Extract every row that contains the string "jacket", copying each one unchanged. The match is case-sensitive.

# START OF Material shown

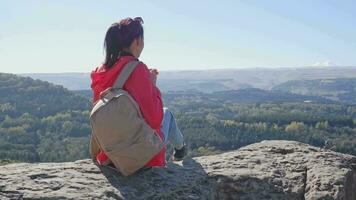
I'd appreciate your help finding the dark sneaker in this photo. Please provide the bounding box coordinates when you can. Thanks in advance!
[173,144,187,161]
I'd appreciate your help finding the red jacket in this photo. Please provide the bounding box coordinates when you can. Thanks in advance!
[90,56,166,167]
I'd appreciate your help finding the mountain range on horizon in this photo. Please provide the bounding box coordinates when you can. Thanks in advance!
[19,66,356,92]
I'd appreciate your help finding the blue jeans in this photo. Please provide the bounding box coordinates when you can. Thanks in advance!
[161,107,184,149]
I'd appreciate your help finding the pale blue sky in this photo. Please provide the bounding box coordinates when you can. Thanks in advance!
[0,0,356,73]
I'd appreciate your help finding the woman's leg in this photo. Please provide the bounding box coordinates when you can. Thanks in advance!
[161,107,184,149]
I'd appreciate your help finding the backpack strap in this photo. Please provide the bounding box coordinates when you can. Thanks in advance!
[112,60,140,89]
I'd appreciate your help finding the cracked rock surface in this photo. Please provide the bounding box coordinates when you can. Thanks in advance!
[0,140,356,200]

# END OF Material shown
# START OF Material shown

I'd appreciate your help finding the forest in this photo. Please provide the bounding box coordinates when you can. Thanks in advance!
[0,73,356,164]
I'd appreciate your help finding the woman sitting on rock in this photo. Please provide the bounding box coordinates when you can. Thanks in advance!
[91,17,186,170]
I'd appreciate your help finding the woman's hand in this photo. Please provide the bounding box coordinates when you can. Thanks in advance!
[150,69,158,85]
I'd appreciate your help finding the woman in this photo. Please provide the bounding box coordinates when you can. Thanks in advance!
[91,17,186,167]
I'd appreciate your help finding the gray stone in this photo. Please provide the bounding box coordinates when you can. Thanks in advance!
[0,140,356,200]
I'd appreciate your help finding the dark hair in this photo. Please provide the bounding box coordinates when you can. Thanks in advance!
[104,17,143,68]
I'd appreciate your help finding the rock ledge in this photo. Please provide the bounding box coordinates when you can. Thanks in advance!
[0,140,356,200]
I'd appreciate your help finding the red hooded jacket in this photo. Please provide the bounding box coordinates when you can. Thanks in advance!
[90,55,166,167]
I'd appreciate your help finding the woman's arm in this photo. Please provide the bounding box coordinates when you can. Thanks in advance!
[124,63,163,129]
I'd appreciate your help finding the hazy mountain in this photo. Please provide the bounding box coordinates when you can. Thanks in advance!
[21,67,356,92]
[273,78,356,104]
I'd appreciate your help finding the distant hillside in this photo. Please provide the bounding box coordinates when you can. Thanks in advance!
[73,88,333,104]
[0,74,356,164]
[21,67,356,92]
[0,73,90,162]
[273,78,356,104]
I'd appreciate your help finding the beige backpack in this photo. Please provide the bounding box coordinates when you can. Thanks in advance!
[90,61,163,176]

# END OF Material shown
# START OF Material shown

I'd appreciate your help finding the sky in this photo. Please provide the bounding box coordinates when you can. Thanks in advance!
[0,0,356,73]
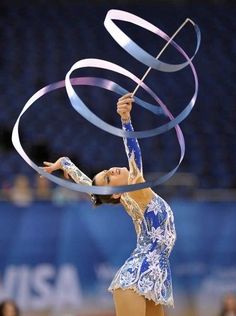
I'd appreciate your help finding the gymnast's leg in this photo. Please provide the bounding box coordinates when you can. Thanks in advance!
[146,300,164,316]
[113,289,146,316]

# END OF Material shown

Final answer
I'd appreciate your help finding the red jacket in this photo. Please provide the bounding box coordinates when you can. Thanks in advance!
I'd appreciate your help finding the red hooded jacket in this photo. Please provide the bounding box coordinates when you can. Thanks in advance!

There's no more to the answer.